#### Описание задания
Найдите в записях ниже все строки, где встречается слово «tree», и перепишите каждую из них.

#### Исходные записи
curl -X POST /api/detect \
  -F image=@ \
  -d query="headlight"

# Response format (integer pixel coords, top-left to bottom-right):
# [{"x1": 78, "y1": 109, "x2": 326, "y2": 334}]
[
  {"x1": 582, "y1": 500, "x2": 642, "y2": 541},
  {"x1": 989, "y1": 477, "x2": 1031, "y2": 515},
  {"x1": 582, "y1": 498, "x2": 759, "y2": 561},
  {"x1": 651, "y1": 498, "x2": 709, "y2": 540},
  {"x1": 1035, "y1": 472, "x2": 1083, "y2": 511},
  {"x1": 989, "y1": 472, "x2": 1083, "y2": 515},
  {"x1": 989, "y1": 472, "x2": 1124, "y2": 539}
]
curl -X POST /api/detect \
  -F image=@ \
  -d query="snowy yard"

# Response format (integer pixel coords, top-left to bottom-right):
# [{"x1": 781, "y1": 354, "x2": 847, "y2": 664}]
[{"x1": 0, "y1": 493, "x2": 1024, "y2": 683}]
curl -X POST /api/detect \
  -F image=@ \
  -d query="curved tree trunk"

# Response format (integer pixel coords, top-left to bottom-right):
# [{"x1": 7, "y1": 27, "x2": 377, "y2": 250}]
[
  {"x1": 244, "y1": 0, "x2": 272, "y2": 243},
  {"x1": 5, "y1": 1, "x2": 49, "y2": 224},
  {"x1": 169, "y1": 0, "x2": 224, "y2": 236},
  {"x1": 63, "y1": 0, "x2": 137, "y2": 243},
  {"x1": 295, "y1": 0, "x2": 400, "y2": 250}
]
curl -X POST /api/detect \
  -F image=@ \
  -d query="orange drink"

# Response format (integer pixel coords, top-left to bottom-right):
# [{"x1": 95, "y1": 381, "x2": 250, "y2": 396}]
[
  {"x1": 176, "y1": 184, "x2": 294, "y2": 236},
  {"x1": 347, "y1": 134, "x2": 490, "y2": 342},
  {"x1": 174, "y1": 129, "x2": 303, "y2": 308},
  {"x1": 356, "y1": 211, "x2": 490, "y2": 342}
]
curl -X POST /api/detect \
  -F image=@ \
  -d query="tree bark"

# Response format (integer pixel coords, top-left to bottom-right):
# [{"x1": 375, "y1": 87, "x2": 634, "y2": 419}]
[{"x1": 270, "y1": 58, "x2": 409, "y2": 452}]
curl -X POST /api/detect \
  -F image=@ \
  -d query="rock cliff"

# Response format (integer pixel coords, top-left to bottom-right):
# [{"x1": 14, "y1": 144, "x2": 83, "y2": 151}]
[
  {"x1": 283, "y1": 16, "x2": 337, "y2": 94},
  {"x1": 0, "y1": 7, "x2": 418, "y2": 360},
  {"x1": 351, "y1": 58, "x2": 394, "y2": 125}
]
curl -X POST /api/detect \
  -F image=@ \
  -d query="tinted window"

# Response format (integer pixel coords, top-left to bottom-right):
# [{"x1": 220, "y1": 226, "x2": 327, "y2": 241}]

#### Ответ на задание
  -d query="curved tree trunk"
  -d query="tree bark"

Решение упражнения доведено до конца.